** START OF STORED RECORDS **
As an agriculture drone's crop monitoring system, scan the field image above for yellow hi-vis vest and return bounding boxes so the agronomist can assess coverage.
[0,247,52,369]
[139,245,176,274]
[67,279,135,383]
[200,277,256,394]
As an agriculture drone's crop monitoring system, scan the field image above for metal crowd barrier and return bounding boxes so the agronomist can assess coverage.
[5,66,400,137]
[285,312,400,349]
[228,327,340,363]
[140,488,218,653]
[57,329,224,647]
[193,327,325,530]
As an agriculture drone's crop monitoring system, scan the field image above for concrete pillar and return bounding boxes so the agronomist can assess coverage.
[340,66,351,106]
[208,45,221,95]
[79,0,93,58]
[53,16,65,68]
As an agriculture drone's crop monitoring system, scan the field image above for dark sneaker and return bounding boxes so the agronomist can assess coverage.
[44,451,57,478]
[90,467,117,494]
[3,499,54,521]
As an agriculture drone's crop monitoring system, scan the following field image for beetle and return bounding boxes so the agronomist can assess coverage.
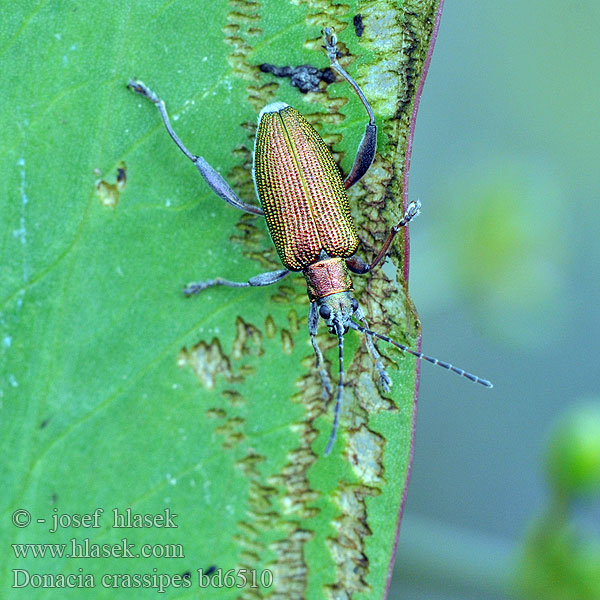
[128,27,492,455]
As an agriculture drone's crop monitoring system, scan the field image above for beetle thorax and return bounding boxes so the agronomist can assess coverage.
[302,258,352,302]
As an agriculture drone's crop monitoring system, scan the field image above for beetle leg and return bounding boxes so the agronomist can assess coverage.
[127,79,264,215]
[346,200,421,275]
[323,27,377,189]
[183,269,289,297]
[308,302,331,400]
[354,306,392,392]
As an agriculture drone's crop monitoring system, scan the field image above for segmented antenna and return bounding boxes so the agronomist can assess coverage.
[325,325,344,456]
[350,321,494,388]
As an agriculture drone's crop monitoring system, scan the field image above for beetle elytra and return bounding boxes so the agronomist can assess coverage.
[128,28,492,455]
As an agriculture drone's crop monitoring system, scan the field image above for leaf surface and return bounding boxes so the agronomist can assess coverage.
[0,0,438,599]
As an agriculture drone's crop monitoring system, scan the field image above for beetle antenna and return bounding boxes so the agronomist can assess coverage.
[350,321,494,388]
[325,323,344,456]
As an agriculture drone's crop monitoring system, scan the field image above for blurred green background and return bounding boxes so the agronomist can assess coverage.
[390,0,600,600]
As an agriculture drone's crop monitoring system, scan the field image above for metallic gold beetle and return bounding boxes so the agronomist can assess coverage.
[129,28,492,455]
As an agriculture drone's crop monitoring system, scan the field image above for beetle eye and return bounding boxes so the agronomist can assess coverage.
[319,304,331,320]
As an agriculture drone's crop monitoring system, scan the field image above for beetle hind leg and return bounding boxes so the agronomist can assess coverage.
[127,79,265,215]
[183,269,289,297]
[323,27,377,189]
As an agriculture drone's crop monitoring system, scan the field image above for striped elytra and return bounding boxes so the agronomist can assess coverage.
[253,102,359,271]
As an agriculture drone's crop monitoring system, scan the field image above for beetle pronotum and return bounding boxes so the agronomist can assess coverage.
[128,28,492,455]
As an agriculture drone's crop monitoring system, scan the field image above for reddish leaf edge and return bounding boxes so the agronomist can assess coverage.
[384,0,444,599]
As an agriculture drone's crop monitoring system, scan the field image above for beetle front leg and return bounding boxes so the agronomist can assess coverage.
[183,269,289,297]
[354,306,392,393]
[323,27,377,189]
[127,79,265,215]
[308,302,331,400]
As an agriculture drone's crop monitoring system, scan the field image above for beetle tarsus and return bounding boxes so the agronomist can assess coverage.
[368,200,421,271]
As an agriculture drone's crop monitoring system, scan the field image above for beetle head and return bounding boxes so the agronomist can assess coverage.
[317,292,358,335]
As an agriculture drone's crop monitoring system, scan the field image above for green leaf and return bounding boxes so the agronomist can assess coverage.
[0,0,438,599]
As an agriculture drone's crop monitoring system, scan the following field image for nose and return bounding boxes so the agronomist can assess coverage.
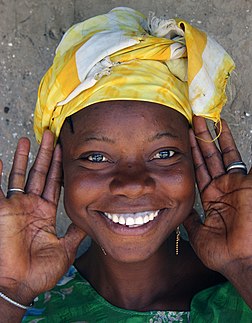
[110,164,155,199]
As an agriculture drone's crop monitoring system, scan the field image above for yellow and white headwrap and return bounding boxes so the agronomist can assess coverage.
[34,7,234,142]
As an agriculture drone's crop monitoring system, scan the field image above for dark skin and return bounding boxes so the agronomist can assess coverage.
[60,102,224,311]
[0,103,252,322]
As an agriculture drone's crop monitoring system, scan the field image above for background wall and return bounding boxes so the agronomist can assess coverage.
[0,0,252,238]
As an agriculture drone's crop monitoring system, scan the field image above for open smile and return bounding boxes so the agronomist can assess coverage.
[102,210,160,228]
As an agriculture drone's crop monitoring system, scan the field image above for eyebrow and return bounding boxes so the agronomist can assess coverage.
[83,135,115,144]
[149,131,179,142]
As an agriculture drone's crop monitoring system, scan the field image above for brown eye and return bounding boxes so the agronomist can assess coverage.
[151,150,175,159]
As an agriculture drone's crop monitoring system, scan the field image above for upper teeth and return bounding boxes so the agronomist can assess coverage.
[104,210,159,227]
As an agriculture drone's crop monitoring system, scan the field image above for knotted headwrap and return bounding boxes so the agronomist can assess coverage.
[34,8,234,142]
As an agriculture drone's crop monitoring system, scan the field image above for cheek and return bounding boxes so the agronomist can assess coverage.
[64,168,106,217]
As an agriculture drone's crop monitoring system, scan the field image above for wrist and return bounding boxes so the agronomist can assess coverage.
[221,257,252,308]
[0,282,37,310]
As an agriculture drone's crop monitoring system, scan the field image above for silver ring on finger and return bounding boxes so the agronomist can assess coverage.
[226,161,248,174]
[7,187,25,194]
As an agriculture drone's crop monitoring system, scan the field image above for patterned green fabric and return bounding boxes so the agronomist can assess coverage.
** END OF STORED RECORDS **
Update the records from the line with "for beetle elytra" to the line with "[319,304,331,320]", replacing "agronomist" with "crop advisor" and leaving everything else unchanged.

**OUTPUT OF THE TASK**
As an agriculture drone's crop monitoring system, scan the field image above for beetle elytra and return bounding boxes so the crop advisor can assess coverage.
[128,28,492,455]
As an agriculture drone's crop monitoring system, scan the field image above for leaf surface and return bounding boxes so the crop advisor can assess coverage.
[0,0,438,599]
As an agriculture drone's crop monitoring system, scan the field image above for beetle antenna and return bounding boxes so the crop advisor can assess coverage.
[350,321,494,388]
[325,323,344,456]
As an agriculture drone's crop monitoring system, scan the field image above for blurred green background and return bounding boxes so the crop advisor can assess coverage.
[390,0,600,600]
As an agriculture drone's crop monitoring system, scan the field image above for metallic gold beetle and return bounding boxes so the crop advisor can assess coverage.
[129,28,492,455]
As an agriculture drone's crop monitoring system, scan the field image above for beetle eye and return bounding boxes so the crop advisor can assess coverage.
[319,304,331,320]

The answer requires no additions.